• Information given
= = = =

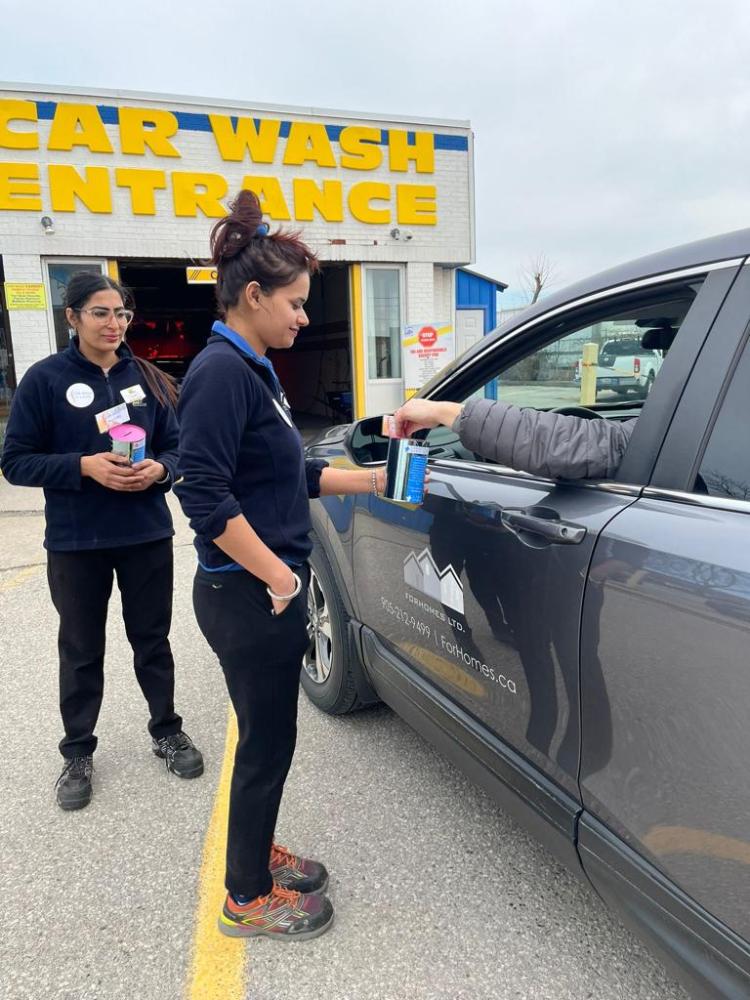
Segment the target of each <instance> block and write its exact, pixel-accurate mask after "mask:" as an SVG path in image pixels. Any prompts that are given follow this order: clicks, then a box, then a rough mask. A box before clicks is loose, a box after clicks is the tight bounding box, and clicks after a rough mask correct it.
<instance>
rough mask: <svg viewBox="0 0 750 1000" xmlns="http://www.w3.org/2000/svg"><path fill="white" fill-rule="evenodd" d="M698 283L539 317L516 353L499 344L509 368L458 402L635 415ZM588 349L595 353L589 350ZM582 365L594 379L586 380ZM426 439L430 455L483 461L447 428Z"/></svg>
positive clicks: (698, 286)
mask: <svg viewBox="0 0 750 1000" xmlns="http://www.w3.org/2000/svg"><path fill="white" fill-rule="evenodd" d="M701 284H702V280H701V279H697V280H696V279H695V278H691V279H690V280H689V281H678V282H670V283H669V284H668V285H665V286H662V287H660V288H657V289H654V288H650V289H648V290H646V291H641V292H638V293H630V294H628V295H627V296H622V295H621V296H617V297H613V298H611V299H609V300H608V302H606V303H605V304H602V303H598V304H595V305H588V306H585V307H582V308H580V309H577V310H574V311H571V313H569V314H567V315H566V316H564V317H561V318H559V319H557V320H553V321H549V320H548V321H547V322H545V321H544V319H542V320H541V321H540V325H539V328H538V330H537V331H536V332H532V331H530V330H528V331H525V333H524V334H523V336H522V337H519V345H518V346H517V347H515V349H514V343H513V341H512V340H510V341H507V342H505V343H504V344H502V346H501V347H500V350H502V353H503V356H504V359H507V360H505V363H504V364H503V365H501V366H498V368H497V369H496V370H495V372H493V373H492V377H491V378H489V379H487V378H486V377H485V378H484V379H482V380H481V381H480V380H478V381H479V384H477V385H475V386H474V387H470V390H469V391H468V392H464V393H463V394H461V398H459V399H456V400H455V401H456V402H463V403H465V402H468V401H469V400H471V399H477V398H489V399H496V400H499V401H500V402H503V403H510V404H513V405H515V406H520V407H524V408H533V409H537V410H555V409H560V408H573V410H572V412H575V408H580V407H583V410H584V412H583V415H587V412H588V415H589V416H591V417H594V412H592V411H595V413H597V414H598V415H599V416H601V417H603V418H605V419H619V420H622V419H630V418H633V417H637V416H639V414H640V411H641V408H642V406H643V401H644V400H645V399H646V397H647V396H648V395H649V393H650V392H651V389H652V387H653V384H654V382H655V381H656V379H657V378H658V375H659V372H660V371H661V368H662V365H663V363H664V360H665V357H666V354H667V352H668V350H669V347H670V346H671V344H672V342H673V341H674V339H675V338H676V337H677V335H678V333H679V329H680V326H681V325H682V323H683V321H684V319H685V317H686V316H687V314H688V311H689V310H690V307H691V306H692V304H693V301H694V300H695V298H696V296H697V294H698V291H699V290H700V287H701ZM586 345H593V349H592V348H591V347H589V348H588V349H586V351H584V348H585V347H586ZM592 356H593V358H594V361H591V358H592ZM584 359H586V360H585V362H584ZM584 363H586V364H589V365H591V366H592V371H593V372H594V373H595V375H594V377H593V378H592V377H590V378H589V379H587V380H584V378H583V377H582V376H583V371H584ZM484 370H485V371H486V366H485V369H484ZM586 383H588V384H586ZM443 398H446V397H443ZM427 440H428V443H429V445H430V446H431V449H432V450H433V451H432V453H433V457H446V458H457V459H467V460H471V461H476V460H477V459H478V458H481V457H482V456H477V455H474V454H472V453H470V452H468V451H467V450H466V449H465V448H464V447H463V446H462V445H461V443H460V442H459V440H458V437H457V435H456V434H454V433H453V432H452V431H451V430H450V429H449V428H445V427H438V428H435V429H434V430H431V431H430V432H429V434H428V436H427Z"/></svg>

= = = =

• Prompt
Rename every "rough mask" in the entries above to "coarse mask" and give the entries again with all other text unchanged. Leave the pictures out.

• Your solution
Segment the target of each <instance> block and write its exact, pixel-accurate mask after "mask:" as an SVG path in image pixels. Any prompts that are given follow this order: clicks, then a box, then a coarse mask. A box before clicks is loose, a box after clicks is the tight bounding box, and clicks after a coarse mask correct it.
<instance>
coarse mask: <svg viewBox="0 0 750 1000" xmlns="http://www.w3.org/2000/svg"><path fill="white" fill-rule="evenodd" d="M698 283L539 317L516 353L499 344L509 368L458 402L635 415ZM588 349L595 353L589 350ZM582 365L594 379L586 380ZM426 439L430 455L483 461L447 428Z"/></svg>
positive clicks: (698, 286)
mask: <svg viewBox="0 0 750 1000" xmlns="http://www.w3.org/2000/svg"><path fill="white" fill-rule="evenodd" d="M701 284H702V280H701V279H697V280H696V279H695V278H691V279H690V280H689V281H678V282H670V283H669V284H668V285H665V286H662V287H660V288H657V289H654V288H650V289H648V290H646V291H641V292H638V293H630V294H628V295H627V296H622V295H621V296H617V297H613V298H611V299H609V300H608V302H606V303H605V304H602V303H598V304H595V305H588V306H585V307H582V308H580V309H577V310H574V311H571V313H569V314H567V315H566V316H564V317H561V318H559V319H557V320H553V321H549V320H548V321H547V322H545V321H544V319H542V320H541V321H540V325H539V328H538V330H537V331H536V332H532V331H530V330H528V331H525V333H524V334H523V336H522V337H519V345H518V346H517V347H515V349H514V343H513V341H512V340H510V341H507V342H505V343H504V344H502V346H501V347H500V350H502V353H503V356H504V359H507V360H505V363H504V364H503V365H501V366H498V368H497V369H496V370H495V372H493V373H492V377H491V378H489V379H487V378H486V377H485V378H484V379H482V380H481V381H480V380H478V381H479V384H477V385H475V386H474V387H470V390H469V391H468V392H464V393H463V394H461V398H459V399H456V400H455V401H456V402H463V403H465V402H468V401H469V400H471V399H477V398H489V399H496V400H499V401H500V402H503V403H510V404H513V405H515V406H520V407H524V408H533V409H537V410H555V409H560V408H573V410H572V412H575V408H580V407H583V410H584V412H583V415H587V412H588V415H589V416H591V417H594V412H592V411H595V413H597V414H598V415H599V416H601V417H603V418H605V419H619V420H622V419H630V418H633V417H637V416H639V414H640V411H641V408H642V406H643V401H644V400H645V399H646V397H647V396H648V395H649V393H650V392H651V389H652V387H653V384H654V382H655V381H656V379H657V378H658V375H659V372H660V371H661V368H662V365H663V363H664V360H665V357H666V354H667V352H668V350H669V347H670V346H671V344H672V342H673V341H674V339H675V338H676V337H677V335H678V333H679V329H680V326H681V325H682V323H683V321H684V319H685V317H686V316H687V314H688V311H689V310H690V307H691V306H692V304H693V301H694V300H695V298H696V296H697V294H698V291H699V290H700V287H701ZM586 345H593V349H592V348H591V347H589V348H588V349H586V351H584V348H585V347H586ZM592 356H593V358H594V361H591V358H592ZM584 359H586V360H585V362H584ZM584 363H586V364H589V365H591V366H592V371H593V372H594V373H595V375H594V377H593V378H592V377H590V378H589V379H587V380H584V378H583V377H582V376H583V371H584ZM484 370H485V371H486V366H485V369H484ZM586 383H588V384H586ZM443 398H446V397H443ZM427 440H428V443H429V445H430V446H431V449H432V450H433V451H432V453H433V457H446V458H457V459H467V460H471V461H476V460H477V459H478V458H481V457H482V456H477V455H474V454H472V453H470V452H468V451H467V450H466V449H465V448H464V447H463V446H462V445H461V443H460V442H459V440H458V437H457V435H456V434H454V433H453V432H452V431H451V430H450V429H449V428H445V427H438V428H435V429H434V430H431V431H430V432H429V434H428V436H427Z"/></svg>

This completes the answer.